▸ **Selected passage**
# # # #

Dr. Cockcroft obtained a Bachelor of Science in chemistry and an MD from the University of British Columbia. He did a one-year internship at Stanford University and spent three years at McGill and one more year at UBC completing his specialty training in internal medicine. Following that he trained at McMaster in Hamilton for two years in the area of asthma and allergies. He was recruited to the University of Saskatchewan in 1977 and joined the Division of Respiratory Medicine, Department of Medicine.
Dr. Cockcroft’s CV is 82 pages long. He has published 187 scientific papers in peer-reviewed journals, 38 review articles, 47 chapters in books, 11 editorials, 25 letters and 24 committee conference reports. He is co-editor of 4 books. He presented talks and abstracts at over 130 scientific meetings and has made an additional 218 invited presentations outside the University of Saskatchewan. He has principal investigator or collaborator on 62 research grants.
Dr. Cockcroft is one of the most widely quoted authorities on asthma in the world. His top 50 publications alone have been cited 14,282 times. He was a co-author of the most widely quoted paper in the world in 1992 – a paper which analysed asthma medication use in Saskatchewan and found that over-reliance on bronchodilators was associated with fatal and near-fatal outcomes. This research was the basis for developing a warning system in the province to flag potentially inappropriate use of bronchodilators.
Dr. Cockcroft is a member of several professional societies, holding various posts such as the president of the Canadian Thoracic Society. He has been a reviewer and served on the editorial board of various scientific journals. He has served on many grant-review committees.
Dr. Cockcroft has done seminal research on the tests used to diagnose asthma. He has described and characterized the late asthmatic response in which he showed that people with asthma can have either or both an immediate constriction of their airways when exposed to an irritant and a late response many hours after the exposure. He discovered that after a single exposure to an allergen, the airways of a person with asthma will constrict in reaction to everyday stimulants such as exercise and cold air in addition to irritants such as second hand smoke and they will remain sensitive for several days. He has shown that regular use of certain types of medication used to treat asthma can lead to a rebound effect that diminishes the effectiveness of these medications. This has lead to a change in how these reliever medications are prescribed and used. He has postulated that asthma can be caused by repeated exposure to certain substances which leads to a vicious cycle of airways constriction.
Dr. Cockcroft’s research has shown that occupational exposure to isocyanates such as those found in automobile paint can cause asthma. He is a co-author of the Canadian Thoracic Society guidelines for Occupational Asthma which enable the assessing physician to investigate patients with potential occupational asthma and, once diagnosed, to provide appropriate treatment.
In addition to all of this research activity, Dr. Cockcroft has carried a full clinical load, treating thousands of patients during his time in Saskatchewan. He has also done a great deal of teaching both of medical students and continuing professional education for physicians and other health care professionals. He carried a significant administration load for 10 years as the head of the Division of Respirology, Critical Care and Sleep Medicine. During his tenure, Dr. Cockcroft worked to develop a strong research base in the Division.
Dr. Cockcroft has supervised 11 post-doctoral fellows in research programs, some of whom have remained in Saskatchewan and continue to conduct health research. He has been the research supervisor for several residents and undergraduate medical students.
From 1996 to 2006, Dr. Cockcroft was the Ferguson Professor of Medicine – a title which commemorates the work of Dr. R. G. Ferguson and carries a $40,000 per year research professorship from the Lung Association. He is a Life Member of the Lung Association.

# # # #

▸ **Supplied records**

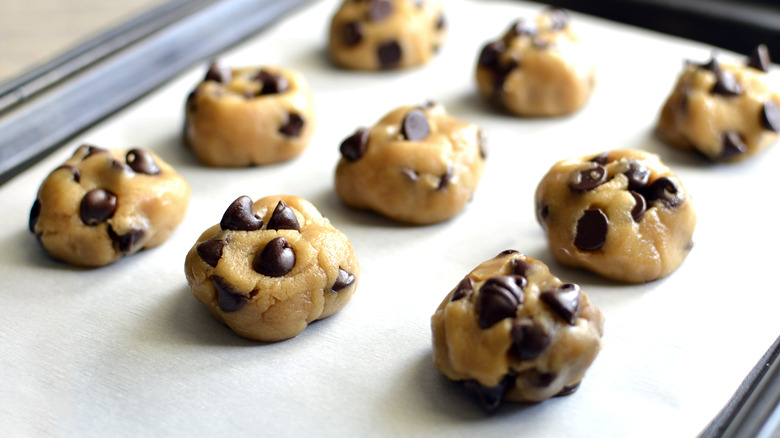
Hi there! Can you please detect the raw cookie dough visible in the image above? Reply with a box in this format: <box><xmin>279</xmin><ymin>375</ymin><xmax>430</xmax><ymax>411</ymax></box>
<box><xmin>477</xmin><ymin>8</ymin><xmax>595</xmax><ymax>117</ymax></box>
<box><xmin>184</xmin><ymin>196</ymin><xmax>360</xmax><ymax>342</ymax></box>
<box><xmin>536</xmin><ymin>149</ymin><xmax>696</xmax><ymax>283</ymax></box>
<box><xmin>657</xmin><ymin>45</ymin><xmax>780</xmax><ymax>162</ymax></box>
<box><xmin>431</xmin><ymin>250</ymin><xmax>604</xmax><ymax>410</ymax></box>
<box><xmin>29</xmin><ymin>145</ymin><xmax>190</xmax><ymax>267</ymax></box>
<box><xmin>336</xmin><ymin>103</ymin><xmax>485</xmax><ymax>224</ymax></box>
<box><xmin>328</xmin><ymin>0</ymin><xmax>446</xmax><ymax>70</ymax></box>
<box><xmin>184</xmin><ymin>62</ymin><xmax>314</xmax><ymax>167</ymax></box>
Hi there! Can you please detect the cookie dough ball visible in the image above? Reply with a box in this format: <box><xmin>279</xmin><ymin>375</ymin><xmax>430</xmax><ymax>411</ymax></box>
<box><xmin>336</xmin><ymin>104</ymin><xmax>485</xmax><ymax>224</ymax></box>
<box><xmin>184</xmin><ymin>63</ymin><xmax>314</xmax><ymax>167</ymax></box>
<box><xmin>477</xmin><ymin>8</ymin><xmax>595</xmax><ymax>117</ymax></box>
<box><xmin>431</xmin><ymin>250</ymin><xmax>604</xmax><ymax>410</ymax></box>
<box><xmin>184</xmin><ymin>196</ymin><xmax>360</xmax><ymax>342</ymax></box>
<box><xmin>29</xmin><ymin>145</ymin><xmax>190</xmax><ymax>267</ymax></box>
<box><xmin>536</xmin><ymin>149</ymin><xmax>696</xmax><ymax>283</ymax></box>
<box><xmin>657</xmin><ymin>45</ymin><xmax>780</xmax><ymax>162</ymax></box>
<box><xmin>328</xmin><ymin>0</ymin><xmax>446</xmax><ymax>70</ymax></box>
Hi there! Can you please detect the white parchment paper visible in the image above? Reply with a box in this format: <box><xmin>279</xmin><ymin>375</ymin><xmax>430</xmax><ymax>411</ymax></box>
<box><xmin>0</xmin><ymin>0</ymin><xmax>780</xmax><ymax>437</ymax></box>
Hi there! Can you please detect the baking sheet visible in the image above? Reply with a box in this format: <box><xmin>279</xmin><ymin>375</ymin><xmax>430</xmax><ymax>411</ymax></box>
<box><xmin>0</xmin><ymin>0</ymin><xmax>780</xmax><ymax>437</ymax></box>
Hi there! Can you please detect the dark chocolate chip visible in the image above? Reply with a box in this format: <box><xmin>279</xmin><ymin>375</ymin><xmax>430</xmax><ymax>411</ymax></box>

# # # #

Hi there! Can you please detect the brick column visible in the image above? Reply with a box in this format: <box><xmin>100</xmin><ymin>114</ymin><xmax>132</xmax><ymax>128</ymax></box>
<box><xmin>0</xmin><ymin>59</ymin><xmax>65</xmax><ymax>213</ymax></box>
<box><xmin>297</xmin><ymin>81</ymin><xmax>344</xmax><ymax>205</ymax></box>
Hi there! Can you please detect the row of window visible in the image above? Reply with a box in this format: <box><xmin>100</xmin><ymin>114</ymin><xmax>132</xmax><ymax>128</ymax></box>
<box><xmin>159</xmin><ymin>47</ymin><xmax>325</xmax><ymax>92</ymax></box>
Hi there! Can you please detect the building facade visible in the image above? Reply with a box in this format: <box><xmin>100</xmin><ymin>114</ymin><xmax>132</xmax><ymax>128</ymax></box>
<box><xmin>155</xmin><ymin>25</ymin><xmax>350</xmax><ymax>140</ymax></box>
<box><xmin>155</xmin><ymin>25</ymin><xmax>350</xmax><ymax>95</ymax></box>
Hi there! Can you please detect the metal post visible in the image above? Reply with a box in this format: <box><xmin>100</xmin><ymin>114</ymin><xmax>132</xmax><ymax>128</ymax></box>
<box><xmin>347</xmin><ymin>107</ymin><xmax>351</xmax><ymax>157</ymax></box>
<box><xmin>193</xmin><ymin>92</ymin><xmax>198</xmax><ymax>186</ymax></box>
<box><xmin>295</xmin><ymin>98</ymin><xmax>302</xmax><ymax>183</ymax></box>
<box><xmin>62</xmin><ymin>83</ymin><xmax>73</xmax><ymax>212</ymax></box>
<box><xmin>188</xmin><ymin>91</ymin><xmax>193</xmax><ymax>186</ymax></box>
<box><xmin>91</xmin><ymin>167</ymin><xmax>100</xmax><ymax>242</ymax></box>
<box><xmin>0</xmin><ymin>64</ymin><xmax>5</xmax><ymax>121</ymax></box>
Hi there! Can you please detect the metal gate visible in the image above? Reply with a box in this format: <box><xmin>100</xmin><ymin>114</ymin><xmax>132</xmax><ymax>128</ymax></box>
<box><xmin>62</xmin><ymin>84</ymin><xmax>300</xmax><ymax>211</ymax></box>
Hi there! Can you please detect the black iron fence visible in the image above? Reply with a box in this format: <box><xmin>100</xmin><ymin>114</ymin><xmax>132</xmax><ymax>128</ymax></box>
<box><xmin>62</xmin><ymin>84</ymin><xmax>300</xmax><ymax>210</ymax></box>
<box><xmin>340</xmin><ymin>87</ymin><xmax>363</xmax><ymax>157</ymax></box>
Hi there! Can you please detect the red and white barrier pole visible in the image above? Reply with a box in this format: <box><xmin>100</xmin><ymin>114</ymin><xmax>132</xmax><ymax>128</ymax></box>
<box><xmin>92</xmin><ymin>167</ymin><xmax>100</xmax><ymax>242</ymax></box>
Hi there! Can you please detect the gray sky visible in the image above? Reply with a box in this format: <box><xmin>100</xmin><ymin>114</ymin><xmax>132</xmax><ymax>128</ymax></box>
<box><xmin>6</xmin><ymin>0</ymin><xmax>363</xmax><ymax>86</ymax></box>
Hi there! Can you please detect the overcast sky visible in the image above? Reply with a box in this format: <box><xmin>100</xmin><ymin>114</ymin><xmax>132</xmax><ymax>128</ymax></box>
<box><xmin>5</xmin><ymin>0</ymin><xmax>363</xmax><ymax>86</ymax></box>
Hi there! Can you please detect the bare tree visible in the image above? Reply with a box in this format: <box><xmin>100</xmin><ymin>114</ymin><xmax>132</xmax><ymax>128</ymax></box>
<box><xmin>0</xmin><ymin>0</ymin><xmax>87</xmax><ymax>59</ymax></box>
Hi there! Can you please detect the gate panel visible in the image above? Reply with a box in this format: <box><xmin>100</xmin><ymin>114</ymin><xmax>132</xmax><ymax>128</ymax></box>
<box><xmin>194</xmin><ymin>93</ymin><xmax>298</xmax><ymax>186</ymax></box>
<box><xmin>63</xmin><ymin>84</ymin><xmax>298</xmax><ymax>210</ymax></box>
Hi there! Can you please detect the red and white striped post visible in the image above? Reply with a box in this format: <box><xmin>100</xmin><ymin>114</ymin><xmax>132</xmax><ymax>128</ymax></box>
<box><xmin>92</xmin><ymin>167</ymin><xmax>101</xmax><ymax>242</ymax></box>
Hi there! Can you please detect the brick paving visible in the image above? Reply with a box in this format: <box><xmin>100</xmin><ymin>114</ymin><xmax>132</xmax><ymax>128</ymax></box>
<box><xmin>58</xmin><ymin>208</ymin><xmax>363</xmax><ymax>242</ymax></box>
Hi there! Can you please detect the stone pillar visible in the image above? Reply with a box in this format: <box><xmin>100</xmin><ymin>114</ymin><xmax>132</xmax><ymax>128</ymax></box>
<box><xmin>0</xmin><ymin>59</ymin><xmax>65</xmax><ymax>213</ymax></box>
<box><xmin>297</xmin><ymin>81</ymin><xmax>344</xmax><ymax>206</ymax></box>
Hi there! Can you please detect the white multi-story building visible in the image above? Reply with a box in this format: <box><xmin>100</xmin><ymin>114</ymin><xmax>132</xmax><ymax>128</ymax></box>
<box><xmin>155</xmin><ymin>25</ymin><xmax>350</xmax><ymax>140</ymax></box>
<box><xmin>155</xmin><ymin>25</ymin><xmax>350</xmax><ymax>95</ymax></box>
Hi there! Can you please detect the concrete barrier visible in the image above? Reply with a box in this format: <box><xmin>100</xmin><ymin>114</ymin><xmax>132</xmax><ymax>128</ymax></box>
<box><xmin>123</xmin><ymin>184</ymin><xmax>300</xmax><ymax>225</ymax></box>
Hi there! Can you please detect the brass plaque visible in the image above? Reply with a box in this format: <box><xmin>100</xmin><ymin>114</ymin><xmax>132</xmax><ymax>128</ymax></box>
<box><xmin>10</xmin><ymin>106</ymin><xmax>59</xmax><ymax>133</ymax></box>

# # # #

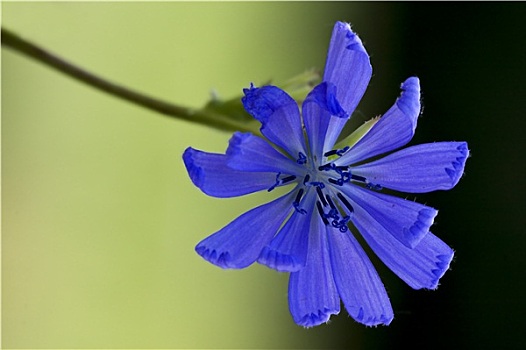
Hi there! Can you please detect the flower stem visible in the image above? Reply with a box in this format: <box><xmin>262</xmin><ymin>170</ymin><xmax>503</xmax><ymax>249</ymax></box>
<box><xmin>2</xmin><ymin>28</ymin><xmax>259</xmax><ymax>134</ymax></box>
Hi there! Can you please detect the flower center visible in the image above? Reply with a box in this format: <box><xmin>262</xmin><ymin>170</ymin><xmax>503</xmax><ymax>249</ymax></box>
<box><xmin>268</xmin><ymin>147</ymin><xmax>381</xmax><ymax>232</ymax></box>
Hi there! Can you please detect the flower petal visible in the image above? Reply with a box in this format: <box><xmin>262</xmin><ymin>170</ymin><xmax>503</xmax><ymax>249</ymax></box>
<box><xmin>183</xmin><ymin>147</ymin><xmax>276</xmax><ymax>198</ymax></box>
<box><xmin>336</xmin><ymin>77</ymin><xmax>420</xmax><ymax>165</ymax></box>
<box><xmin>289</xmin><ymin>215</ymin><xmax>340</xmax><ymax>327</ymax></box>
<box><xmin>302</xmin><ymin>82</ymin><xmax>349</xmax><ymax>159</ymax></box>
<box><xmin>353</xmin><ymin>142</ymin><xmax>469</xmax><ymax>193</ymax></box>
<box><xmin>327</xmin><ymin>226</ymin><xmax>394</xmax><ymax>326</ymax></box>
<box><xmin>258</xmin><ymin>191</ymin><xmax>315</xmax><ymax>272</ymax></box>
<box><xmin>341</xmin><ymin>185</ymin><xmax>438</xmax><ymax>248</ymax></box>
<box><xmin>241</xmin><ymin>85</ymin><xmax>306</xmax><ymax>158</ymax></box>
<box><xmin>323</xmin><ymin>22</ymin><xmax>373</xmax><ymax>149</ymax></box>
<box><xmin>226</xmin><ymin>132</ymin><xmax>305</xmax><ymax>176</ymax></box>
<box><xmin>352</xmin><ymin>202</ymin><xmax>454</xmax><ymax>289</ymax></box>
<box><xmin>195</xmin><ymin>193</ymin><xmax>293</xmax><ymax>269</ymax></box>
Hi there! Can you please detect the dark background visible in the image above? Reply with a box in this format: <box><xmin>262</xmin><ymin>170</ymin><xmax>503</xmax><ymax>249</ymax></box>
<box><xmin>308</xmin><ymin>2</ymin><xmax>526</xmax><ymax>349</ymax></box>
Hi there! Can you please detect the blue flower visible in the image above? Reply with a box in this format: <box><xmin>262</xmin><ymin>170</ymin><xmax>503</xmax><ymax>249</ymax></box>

# # # #

▸ **What is being asked**
From the text on Dr. Cockcroft's career, extract word for word the passage starting at "Dr. Cockcroft has supervised" and ending at "of the Lung Association.".

▸ **Task result**
Dr. Cockcroft has supervised 11 post-doctoral fellows in research programs, some of whom have remained in Saskatchewan and continue to conduct health research. He has been the research supervisor for several residents and undergraduate medical students.
From 1996 to 2006, Dr. Cockcroft was the Ferguson Professor of Medicine – a title which commemorates the work of Dr. R. G. Ferguson and carries a $40,000 per year research professorship from the Lung Association. He is a Life Member of the Lung Association.